# Start of PAGE EXTRACT
Tuesday, 8 May 2018

BRAPA - Standish Club to Waterloo Tap : A BRAPA Birthday Bonanza (Part 1 of 4)

The long warm Bank Holiday weekend started in the last place you'd have expected me to book after last month's horror show at the Royal Oak, as I returned to Wigan.

After checking into a particularly dangerous Premier Inn, situated at the bottom of scroat-hole stains-ville, King Street, on a busy island of angry traffic, I hopped on a bus and travelled ten minutes to Standish.  It was a bus ride that seemed more like a coach trip away-day for bored students.

Standish was shimmering in the hottest Friday evening so far this year and the inhabitants of the furthest west Greater Mancuncian GBG entry were wiping sweat off bald brows and tribal tattoos outside all manner of main street bars.

But this was a great place to be for a 'scratcher' like me.  I had three GBG entries all within yards of each other, and one was a club opening at 7pm which it almost was, so I was happy and all set for a valuable evening.  The first place took me by surprise as it loomed in all its redness when I was expecting some huge old Victorian corner pub, which shows how naive I still am re the march of the micropub.
# End of PAGE EXTRACT
> **REQUIRED WORK**:
**1.** Sum up the Standish blog post in two sentences.
**2.** Decide whether each statement agrees with the Standish blog post. Answer yes or no, quoting the words that settle it. (a) The bus trip to Standish took ten minutes. (b) The three GBG entries in Standish were far apart. (c) The first place matched what the writer expected.
# Start of DATA LINES
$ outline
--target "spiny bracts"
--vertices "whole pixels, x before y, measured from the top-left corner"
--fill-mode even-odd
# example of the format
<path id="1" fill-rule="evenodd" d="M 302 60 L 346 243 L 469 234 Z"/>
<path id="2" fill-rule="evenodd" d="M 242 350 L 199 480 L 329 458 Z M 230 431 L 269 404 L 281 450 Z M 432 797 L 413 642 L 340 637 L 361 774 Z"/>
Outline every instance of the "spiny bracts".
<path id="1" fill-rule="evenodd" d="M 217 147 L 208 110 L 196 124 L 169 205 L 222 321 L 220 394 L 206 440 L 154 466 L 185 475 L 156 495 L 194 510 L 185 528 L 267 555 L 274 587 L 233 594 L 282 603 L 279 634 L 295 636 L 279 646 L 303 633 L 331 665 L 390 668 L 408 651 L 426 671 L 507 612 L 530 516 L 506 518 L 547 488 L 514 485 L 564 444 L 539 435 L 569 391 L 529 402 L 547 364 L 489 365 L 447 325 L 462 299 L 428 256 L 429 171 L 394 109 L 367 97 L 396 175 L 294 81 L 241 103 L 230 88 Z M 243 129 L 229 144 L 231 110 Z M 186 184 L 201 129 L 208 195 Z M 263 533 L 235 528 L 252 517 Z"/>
# End of DATA LINES
> **RESULTS OF THE EXERCISE**:
**1.** The writer returned to Wigan for a long, warm Bank Holiday weekend, checked into a Premier Inn on King Street, and took a ten-minute bus ride to Standish. Standish had three GBG entries within yards of each other, including a club opening at 7pm, and the first place surprised the writer by not being the expected huge old Victorian corner pub.

**2.**
(a) Yes: "travelled ten minutes to Standish"
(b) No: "all within yards of each other"
(c) No: "took me by surprise"